## PROBLEM DETAILS
Rewrite everything from the line "det: white plastic bag" down to the end of the records, putting "heap of garbage" in place of "pile of trash" and changing nothing else.
>> START STORED DATA
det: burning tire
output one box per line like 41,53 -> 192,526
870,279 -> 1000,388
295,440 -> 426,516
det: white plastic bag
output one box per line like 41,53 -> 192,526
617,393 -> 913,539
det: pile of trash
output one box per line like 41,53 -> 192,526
>> END STORED DATA
## ANSWER
det: white plastic bag
output one box per line like 41,53 -> 192,526
617,393 -> 913,539
det: heap of garbage
output one box per line like 41,53 -> 192,526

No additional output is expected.